##### Information

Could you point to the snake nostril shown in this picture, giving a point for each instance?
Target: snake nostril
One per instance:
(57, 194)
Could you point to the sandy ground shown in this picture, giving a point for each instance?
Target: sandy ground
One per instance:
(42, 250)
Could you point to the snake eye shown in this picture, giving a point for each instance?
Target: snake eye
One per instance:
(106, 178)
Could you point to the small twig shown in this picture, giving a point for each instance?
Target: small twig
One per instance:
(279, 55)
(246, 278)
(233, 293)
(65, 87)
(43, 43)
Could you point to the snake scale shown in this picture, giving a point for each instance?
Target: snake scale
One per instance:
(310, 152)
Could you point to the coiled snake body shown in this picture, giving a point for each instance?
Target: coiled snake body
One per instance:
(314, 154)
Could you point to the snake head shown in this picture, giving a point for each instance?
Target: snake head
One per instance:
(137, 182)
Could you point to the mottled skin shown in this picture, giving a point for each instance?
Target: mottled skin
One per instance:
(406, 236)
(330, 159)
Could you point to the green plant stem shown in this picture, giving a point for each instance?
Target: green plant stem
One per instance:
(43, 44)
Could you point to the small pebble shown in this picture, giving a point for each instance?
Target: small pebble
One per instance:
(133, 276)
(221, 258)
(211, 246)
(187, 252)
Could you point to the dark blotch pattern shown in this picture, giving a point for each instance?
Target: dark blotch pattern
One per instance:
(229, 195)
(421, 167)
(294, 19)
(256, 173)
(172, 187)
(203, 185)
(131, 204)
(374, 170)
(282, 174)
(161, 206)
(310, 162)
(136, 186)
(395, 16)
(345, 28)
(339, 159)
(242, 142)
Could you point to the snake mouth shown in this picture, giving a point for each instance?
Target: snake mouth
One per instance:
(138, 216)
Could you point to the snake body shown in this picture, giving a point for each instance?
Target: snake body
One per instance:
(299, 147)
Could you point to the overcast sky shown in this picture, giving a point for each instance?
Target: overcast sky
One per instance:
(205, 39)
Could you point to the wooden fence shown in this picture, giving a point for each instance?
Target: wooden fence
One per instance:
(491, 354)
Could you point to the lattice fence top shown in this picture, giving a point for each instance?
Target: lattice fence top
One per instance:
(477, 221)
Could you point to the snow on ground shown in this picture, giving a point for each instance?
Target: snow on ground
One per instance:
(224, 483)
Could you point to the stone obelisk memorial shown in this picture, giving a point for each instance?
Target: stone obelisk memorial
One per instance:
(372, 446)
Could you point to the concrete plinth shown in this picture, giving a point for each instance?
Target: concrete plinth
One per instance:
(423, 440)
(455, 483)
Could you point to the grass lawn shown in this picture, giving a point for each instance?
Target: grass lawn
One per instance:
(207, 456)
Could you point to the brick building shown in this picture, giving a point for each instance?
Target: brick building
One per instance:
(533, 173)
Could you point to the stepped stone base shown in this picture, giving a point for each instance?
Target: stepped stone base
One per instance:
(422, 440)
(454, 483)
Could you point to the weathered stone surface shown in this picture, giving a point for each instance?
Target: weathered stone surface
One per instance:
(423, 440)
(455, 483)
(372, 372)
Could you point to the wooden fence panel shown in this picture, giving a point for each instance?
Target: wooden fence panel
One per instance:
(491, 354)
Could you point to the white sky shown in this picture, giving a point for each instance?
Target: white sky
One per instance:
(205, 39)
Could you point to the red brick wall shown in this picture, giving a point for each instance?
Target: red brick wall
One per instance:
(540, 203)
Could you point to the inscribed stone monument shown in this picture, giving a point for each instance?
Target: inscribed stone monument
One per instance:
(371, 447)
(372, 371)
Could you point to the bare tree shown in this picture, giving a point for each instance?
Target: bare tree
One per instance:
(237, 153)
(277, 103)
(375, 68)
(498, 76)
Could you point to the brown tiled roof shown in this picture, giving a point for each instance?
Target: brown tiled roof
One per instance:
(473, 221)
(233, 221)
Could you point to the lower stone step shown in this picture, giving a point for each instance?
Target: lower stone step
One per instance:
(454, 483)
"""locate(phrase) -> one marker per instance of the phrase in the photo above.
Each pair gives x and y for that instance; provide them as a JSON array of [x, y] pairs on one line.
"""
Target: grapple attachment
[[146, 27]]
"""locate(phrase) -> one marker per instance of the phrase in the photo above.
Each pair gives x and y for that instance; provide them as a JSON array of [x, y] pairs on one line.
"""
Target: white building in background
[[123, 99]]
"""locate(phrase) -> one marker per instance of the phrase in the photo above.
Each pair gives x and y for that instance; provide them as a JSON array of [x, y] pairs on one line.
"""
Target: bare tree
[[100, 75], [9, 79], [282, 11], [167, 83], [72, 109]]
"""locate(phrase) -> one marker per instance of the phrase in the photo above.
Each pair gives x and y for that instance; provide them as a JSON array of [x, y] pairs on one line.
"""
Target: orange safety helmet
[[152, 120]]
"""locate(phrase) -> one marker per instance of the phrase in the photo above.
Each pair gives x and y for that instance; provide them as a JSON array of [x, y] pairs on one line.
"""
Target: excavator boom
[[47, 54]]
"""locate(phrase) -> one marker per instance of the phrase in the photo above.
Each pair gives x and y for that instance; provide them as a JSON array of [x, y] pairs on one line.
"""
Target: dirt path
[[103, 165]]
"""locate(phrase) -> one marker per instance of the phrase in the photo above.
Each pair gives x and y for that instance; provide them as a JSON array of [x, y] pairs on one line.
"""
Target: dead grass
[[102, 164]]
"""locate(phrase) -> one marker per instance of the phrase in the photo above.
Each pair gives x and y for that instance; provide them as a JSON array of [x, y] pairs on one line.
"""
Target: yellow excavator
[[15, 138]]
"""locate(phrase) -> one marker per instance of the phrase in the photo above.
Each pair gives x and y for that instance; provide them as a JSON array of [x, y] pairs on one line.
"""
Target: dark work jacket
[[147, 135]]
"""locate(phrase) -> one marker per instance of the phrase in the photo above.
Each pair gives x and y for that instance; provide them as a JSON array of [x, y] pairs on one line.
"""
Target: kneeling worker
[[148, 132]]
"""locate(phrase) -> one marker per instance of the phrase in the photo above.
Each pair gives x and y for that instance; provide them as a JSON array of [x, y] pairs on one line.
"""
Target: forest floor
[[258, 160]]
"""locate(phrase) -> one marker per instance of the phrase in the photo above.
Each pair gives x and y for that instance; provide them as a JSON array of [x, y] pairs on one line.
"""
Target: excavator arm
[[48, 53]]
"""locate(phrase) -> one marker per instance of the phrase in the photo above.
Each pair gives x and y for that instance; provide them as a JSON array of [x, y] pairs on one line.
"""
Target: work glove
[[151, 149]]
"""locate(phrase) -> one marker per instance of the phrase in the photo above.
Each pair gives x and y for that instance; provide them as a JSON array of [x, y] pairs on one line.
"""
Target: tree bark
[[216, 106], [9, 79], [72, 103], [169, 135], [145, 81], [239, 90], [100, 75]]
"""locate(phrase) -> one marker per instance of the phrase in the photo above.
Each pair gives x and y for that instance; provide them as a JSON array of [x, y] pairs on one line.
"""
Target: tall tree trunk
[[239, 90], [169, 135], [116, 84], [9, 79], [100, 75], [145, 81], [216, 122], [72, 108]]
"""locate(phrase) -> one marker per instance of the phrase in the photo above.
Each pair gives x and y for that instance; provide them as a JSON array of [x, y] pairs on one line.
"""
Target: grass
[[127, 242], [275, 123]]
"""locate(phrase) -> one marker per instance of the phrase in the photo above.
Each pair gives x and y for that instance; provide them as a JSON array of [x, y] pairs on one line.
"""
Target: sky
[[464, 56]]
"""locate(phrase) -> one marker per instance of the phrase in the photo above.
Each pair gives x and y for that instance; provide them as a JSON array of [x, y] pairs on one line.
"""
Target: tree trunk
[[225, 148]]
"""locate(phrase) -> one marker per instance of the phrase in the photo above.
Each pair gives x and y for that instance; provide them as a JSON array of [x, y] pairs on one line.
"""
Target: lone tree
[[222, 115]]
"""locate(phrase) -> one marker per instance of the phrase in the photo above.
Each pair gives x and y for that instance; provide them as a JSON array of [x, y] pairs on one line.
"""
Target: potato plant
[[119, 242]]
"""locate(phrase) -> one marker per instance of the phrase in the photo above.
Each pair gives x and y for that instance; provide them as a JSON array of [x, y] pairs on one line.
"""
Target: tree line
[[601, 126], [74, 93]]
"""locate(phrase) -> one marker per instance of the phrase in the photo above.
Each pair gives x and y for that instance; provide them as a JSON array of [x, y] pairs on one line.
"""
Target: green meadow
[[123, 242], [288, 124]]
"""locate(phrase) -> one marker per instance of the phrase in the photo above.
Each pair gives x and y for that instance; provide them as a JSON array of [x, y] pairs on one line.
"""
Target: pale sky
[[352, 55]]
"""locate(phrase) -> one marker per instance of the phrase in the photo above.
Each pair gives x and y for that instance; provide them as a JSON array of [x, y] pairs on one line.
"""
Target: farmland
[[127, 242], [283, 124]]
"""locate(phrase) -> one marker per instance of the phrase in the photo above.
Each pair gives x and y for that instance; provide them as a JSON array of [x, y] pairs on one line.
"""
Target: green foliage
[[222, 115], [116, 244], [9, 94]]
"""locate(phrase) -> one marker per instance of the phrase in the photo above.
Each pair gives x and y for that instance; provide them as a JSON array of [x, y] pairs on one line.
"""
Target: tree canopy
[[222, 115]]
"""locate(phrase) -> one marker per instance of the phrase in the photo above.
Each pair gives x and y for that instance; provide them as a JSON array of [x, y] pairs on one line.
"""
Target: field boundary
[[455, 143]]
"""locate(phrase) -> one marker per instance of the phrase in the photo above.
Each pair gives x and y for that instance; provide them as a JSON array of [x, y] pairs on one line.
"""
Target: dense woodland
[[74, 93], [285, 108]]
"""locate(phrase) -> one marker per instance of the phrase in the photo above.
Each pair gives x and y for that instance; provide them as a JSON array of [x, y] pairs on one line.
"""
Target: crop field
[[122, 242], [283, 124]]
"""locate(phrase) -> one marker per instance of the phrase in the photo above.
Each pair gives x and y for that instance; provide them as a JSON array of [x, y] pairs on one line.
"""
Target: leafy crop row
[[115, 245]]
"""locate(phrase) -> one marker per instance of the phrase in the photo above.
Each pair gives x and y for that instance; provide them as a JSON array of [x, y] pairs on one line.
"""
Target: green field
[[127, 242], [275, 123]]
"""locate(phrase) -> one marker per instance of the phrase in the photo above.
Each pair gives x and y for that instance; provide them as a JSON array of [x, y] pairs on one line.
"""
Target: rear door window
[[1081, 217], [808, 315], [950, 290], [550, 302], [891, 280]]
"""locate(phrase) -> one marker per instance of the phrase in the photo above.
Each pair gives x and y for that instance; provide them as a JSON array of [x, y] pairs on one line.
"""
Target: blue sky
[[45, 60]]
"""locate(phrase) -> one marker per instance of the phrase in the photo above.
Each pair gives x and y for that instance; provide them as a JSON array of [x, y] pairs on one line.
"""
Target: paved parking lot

##########

__Problem to solve__. Each line in the records above that contains the word "skin" must be copied.

__Answer to the problem__.
Could you point to the mottled skin shown in this picture, giving a point for each instance?
Target: mottled skin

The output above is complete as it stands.